▸ TEXT SECTION

Probing – Probing is a class of attack where an attacker scans a network to gather information or find vulnerabilities. An attacker with a map of machines and services that are available on a network can use the information to look for exploits. There are different types of probes: some of them abuse the computer’s legitimate features; some of them use social engineering techniques. This class of attack is the most common and requires very little technical expertise.

In information security, intrusion detection is the act of detecting actions that attempt to compromise the confidentiality, integrity or availability of a resource. The recent advances of computer communication infrastructure realizes the era of computer-based data processing. The need for intrusion detection arises from the fact that computer systems are used in each and every aspect of this age of mainstream science and technology [4]. There broadly exist the following intrusion detection methodologies:-
1. Anomaly Detection - it refers to detecting patterns in a given data set that do not conform to an established normal behavior. The patterns thus detected are called anomalies and often translate to critical and actionable information in several application domains. Anomalies are also referred to as outliers, surprise, aberrant, deviation, peculiarity, etc. It actually refers to storing features of user’s usual behaviors into database, then comparing user’s current behavior with those in the database. If there occurs a divergence huge enough, it is said that the data tested is abnormal. The advantage of anomaly detection lies in its complete irrelevance of the system, its strong versatility and the possibility to detect the attack that was never detected before. Anomaly-based intrusion detection is about discrimination of malicious and legitimate patterns of activities (system or user driven) in variables characterizing system normality [5]. But due to the fact that normal contour conducted cannot give a complete description of all user’s behaviors in the system, moreover each user’s behavior changes constantly, its main drawback is the high rate of false alarm (a failure of an IDS to detect an actual attack).

2. Misuse Detection - In misuse detection approach, we define abnormal system behavior at first, and then define any other behaviour, as normal behavior. It assumes that abnormal behavior and activity has a simple to define model. Its advantage is simplicity of adding known attacks to the model. Its disadvantage is its inability to recognize unknown attacks. Misuse Detection refers to confirming attack incidents by matching features through the attacking feature library. It advances in the high speed of detection and low percentage of false alarm. However, it fails in discovering the

non-pre-designated attacks in the feature library, so it cannot detect the numerous new attacks.

▸ EXTRACTED MATERIAL

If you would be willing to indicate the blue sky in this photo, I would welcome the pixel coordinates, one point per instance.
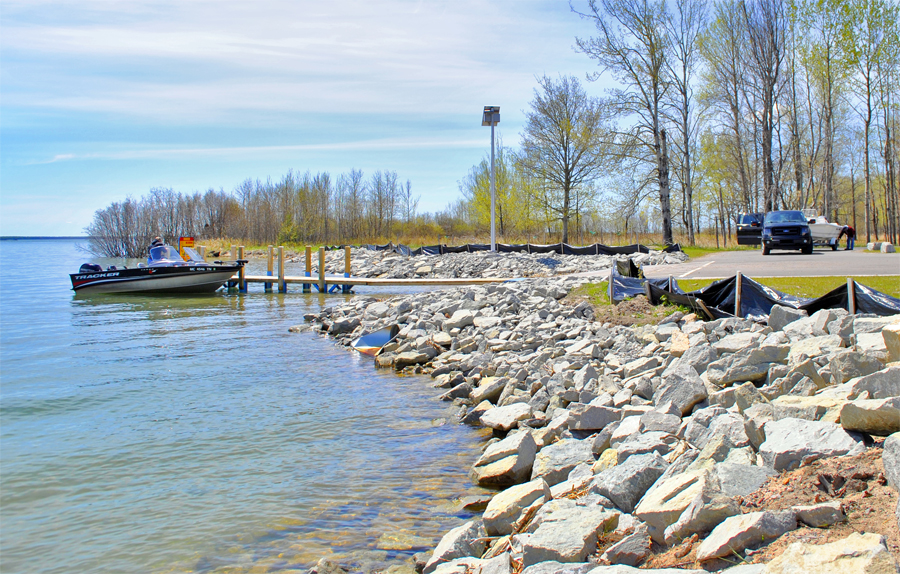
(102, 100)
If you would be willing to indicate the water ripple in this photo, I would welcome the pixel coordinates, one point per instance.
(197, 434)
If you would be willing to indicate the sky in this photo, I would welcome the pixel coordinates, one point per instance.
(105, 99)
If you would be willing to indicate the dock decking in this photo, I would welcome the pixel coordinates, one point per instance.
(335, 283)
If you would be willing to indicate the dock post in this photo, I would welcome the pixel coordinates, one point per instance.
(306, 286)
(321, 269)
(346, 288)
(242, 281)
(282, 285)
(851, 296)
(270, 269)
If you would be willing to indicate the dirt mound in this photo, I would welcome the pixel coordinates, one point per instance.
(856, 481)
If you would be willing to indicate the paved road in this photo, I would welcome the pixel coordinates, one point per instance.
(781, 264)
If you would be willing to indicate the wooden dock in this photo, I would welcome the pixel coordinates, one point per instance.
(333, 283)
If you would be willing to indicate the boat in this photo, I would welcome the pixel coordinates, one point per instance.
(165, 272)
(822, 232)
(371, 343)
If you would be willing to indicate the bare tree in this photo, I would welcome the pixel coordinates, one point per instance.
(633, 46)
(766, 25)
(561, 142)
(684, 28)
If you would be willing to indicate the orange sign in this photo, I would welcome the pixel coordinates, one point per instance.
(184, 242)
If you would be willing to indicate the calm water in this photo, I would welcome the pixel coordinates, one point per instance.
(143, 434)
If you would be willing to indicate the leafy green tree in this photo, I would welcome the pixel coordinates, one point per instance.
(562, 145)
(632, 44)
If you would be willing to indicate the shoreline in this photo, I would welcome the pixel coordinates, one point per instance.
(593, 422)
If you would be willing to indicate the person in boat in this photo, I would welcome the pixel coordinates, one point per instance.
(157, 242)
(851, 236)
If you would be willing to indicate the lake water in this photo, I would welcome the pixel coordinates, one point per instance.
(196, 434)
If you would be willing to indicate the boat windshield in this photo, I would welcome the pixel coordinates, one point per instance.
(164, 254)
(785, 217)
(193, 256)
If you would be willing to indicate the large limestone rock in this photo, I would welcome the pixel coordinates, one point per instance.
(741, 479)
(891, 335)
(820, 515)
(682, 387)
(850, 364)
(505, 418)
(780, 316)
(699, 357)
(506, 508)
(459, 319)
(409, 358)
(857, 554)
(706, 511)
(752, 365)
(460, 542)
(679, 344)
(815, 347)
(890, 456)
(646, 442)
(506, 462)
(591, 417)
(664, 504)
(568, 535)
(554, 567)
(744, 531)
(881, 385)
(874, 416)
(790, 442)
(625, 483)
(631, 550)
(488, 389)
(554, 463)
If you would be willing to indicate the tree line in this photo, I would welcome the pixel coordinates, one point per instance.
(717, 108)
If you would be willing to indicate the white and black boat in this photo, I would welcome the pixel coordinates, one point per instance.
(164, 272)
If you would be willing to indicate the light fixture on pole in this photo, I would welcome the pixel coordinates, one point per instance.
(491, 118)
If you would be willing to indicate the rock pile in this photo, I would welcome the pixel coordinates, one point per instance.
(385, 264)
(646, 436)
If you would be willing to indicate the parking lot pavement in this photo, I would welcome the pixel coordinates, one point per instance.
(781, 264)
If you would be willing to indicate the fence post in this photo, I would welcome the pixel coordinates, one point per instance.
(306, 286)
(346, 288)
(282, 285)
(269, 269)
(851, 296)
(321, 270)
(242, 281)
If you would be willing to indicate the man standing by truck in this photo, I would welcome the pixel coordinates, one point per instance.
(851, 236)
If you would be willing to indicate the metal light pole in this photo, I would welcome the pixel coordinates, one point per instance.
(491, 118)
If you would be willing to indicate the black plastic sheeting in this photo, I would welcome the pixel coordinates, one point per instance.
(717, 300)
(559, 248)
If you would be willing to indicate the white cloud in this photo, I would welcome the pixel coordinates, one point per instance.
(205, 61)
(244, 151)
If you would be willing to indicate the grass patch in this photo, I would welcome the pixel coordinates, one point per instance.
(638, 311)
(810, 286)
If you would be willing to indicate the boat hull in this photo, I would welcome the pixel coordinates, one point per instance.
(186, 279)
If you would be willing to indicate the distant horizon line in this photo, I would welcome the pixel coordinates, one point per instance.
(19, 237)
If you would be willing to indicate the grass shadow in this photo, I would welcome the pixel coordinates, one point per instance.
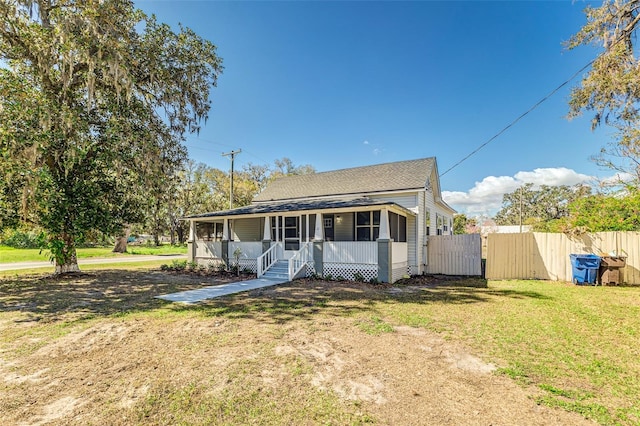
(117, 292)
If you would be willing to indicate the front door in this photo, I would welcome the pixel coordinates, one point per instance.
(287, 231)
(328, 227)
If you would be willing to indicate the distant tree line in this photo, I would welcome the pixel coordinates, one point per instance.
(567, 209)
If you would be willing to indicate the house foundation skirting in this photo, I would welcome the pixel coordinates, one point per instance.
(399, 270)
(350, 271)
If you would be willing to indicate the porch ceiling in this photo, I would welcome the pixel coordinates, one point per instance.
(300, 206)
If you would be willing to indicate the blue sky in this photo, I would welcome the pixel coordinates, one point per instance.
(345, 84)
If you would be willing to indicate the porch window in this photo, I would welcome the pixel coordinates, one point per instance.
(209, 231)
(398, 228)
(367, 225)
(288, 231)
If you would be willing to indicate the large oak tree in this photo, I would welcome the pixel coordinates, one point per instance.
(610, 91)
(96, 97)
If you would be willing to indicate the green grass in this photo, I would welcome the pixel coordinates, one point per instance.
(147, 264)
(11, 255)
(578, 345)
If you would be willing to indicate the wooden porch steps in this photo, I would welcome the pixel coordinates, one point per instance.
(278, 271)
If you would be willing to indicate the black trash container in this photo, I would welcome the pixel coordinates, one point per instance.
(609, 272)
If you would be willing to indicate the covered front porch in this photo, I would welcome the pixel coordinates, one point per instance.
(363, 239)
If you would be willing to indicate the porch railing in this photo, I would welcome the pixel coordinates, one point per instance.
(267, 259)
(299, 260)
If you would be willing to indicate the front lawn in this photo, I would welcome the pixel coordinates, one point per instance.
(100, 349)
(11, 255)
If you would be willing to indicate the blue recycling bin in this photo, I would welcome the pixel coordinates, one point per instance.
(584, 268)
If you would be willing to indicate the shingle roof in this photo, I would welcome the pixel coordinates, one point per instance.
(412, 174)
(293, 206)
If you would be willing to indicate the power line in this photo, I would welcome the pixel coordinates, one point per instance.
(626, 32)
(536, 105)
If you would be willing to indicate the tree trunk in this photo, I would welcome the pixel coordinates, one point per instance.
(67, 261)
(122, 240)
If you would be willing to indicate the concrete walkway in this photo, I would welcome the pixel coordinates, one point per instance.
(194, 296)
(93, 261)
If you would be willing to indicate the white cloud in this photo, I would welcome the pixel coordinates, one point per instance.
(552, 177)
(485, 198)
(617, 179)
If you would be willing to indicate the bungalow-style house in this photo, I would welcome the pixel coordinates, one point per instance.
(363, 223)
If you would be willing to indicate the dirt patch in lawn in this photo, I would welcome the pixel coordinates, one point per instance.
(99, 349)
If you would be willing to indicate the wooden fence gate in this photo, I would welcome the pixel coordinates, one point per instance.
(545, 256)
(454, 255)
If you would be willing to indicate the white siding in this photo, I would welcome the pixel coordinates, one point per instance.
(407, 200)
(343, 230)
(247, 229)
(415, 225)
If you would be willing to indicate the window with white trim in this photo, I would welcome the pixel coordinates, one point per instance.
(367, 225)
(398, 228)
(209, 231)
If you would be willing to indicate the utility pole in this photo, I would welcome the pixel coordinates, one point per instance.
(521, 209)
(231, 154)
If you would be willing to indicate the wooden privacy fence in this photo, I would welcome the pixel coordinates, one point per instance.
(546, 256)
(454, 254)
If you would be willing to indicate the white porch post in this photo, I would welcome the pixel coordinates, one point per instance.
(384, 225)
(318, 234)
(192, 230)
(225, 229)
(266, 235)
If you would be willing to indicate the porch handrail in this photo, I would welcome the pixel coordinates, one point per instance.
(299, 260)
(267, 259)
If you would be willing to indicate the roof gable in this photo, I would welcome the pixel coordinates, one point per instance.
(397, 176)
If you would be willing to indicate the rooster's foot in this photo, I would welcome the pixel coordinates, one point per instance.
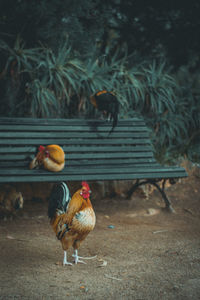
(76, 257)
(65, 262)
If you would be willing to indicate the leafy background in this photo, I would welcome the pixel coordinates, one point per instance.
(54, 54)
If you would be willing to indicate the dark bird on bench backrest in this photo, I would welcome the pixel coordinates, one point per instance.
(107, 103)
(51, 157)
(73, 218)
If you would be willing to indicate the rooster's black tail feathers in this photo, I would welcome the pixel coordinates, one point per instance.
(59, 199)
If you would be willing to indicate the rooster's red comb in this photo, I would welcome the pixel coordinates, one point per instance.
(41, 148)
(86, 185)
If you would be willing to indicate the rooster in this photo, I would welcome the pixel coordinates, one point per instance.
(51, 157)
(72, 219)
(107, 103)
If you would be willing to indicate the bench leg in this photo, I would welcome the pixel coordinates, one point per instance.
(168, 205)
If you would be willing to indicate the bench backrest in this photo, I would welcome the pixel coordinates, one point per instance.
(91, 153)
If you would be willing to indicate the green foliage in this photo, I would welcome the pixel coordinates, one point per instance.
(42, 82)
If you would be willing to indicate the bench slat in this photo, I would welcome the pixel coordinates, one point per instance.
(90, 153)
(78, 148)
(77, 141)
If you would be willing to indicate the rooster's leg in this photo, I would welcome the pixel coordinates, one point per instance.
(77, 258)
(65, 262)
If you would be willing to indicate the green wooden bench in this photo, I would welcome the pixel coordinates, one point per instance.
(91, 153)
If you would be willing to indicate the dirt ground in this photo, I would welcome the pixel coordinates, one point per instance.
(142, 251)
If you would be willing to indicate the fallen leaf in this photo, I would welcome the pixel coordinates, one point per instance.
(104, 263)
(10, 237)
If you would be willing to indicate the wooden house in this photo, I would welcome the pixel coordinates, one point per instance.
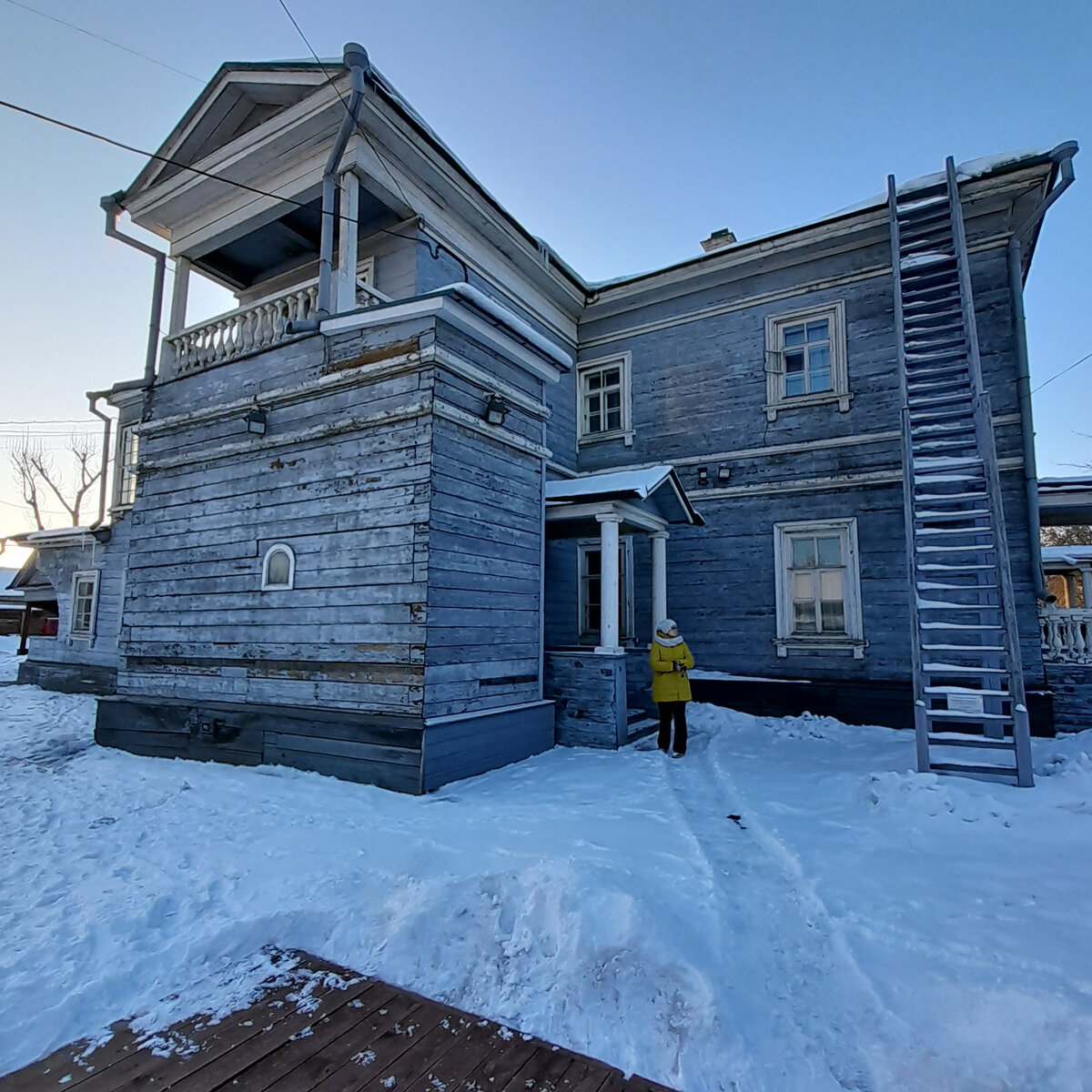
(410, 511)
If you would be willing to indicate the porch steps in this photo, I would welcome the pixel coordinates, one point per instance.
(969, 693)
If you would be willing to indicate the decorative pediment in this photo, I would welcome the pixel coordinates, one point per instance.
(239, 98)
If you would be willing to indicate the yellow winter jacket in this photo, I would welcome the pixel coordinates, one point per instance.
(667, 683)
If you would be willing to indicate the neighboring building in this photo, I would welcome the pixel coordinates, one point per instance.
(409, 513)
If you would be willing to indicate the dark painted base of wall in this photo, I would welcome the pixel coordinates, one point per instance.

▸ SET PROBLEM 1
Condense the paragraph of the intrusion detection text that begins "Probing – Probing is a class of attack" into a short bulleted list that keeps its main facts.
▸ SET PROBLEM 2
Return the stretch of the intrusion detection text from "Probing – Probing" through "little technical expertise.", copied word for word.

▸ SOLUTION 1
- Probing is a class of attack in which an attacker scans a network to gather information or find vulnerabilities.
- An attacker with a map of a network's available machines and services can use it to look for exploits.
- Some probes abuse the computer's legitimate features, and some use social engineering techniques.
- Probing is the most common class of attack and requires very little technical expertise.

▸ SOLUTION 2
Probing – Probing is a class of attack where an attacker scans a network to gather information or find vulnerabilities. An attacker with a map of machines and services that are available on a network can use the information to look for exploits. There are different types of probes: some of them abuse the computer’s legitimate features; some of them use social engineering techniques. This class of attack is the most common and requires very little technical expertise.